Given exercise 1 ::
Please render the records as a Markdown table with columns Row and Line, covering only the lines from the one with "Could you kindly pick out the torso" up to and including the last line of the records, with blank lines omitted.

Page excerpt ::
■ ■ ■ ■ ■ ■ ■

The city of Santa Fe, New Mexico–nestled against
the treeline in the cool, dry foothills of the Sangre de
Cristo Mountains–just has to be one of the best
places in this country to make use of solar energy.
Blessed with abundant sunshine–and a relatively low
latitude of 36 degrees–the capital of the “Land of
Enchantment” also has a real need for heating.

You see, although most people think of New Mexico as warm
desert country, Santa Fe–which is perched just at
the 7,000-foot line–is actually slightly cooler (on
an average) than Denver, Colorado! While Santa Feans
seldom have to suffer through more than a few consecutive
days of subfreezing daytime highs, the mercury does
plummet below zero on some winter evenings, and the
town’s average annual snowfall is over three feet.

■ ■ ■ ■ ■ ■ ■

Supplied material ::
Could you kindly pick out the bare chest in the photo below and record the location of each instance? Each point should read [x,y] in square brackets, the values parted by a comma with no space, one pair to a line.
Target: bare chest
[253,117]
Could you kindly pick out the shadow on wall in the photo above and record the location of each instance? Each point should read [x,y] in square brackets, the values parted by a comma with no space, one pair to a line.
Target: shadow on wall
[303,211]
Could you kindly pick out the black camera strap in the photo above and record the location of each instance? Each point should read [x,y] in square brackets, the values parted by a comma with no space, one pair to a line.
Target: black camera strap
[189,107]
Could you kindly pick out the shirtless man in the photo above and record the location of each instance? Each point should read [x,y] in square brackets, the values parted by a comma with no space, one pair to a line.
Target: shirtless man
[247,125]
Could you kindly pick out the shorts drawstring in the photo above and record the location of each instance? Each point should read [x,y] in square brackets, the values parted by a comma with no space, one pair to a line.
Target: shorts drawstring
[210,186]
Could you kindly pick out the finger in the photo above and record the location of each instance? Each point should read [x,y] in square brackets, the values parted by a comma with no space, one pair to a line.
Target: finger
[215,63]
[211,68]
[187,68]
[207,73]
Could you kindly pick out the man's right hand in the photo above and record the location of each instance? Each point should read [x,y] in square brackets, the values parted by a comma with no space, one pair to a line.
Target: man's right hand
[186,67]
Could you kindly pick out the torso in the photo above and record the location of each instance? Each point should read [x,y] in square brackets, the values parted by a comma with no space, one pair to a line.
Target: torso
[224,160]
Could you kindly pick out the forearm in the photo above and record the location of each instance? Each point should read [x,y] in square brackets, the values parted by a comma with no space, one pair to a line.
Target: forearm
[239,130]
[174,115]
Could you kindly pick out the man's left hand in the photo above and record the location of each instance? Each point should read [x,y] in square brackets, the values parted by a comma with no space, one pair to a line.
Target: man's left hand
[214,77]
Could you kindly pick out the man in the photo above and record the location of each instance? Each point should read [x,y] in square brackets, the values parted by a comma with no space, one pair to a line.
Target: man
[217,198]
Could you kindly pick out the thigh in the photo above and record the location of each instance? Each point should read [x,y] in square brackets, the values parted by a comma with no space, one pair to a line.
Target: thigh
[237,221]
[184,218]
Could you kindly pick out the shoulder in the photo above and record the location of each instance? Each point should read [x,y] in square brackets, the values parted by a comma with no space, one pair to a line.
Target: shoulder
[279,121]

■ ■ ■ ■ ■ ■ ■

Given exercise 2 ::
Print the Santa Fe passage from "The city of" up to and including "need for heating.".

Right answer 1 ::
| Row | Line |
|---|---|
| 1 | Could you kindly pick out the torso in the photo above and record the location of each instance? Each point should read [x,y] in square brackets, the values parted by a comma with no space, one pair to a line. |
| 2 | Target: torso |
| 3 | [224,160] |
| 4 | Could you kindly pick out the forearm in the photo above and record the location of each instance? Each point should read [x,y] in square brackets, the values parted by a comma with no space, one pair to a line. |
| 5 | Target: forearm |
| 6 | [239,130] |
| 7 | [174,115] |
| 8 | Could you kindly pick out the man's left hand in the photo above and record the location of each instance? Each point should read [x,y] in square brackets, the values parted by a comma with no space, one pair to a line. |
| 9 | Target: man's left hand |
| 10 | [214,77] |
| 11 | Could you kindly pick out the man in the photo above and record the location of each instance? Each point should read [x,y] in square brackets, the values parted by a comma with no space, one pair to a line. |
| 12 | Target: man |
| 13 | [217,198] |
| 14 | Could you kindly pick out the thigh in the photo above and record the location of each instance? Each point should read [x,y] in square brackets, the values parted by a comma with no space, one pair to a line. |
| 15 | Target: thigh |
| 16 | [237,221] |
| 17 | [184,218] |
| 18 | Could you kindly pick out the shoulder in the photo above and record the location of each instance? Each point should read [x,y] in square brackets, the values parted by a comma with no space, one pair to a line. |
| 19 | Target: shoulder |
| 20 | [279,121] |

Right answer 2 ::
The city of Santa Fe, New Mexico–nestled against
the treeline in the cool, dry foothills of the Sangre de
Cristo Mountains–just has to be one of the best
places in this country to make use of solar energy.
Blessed with abundant sunshine–and a relatively low
latitude of 36 degrees–the capital of the “Land of
Enchantment” also has a real need for heating.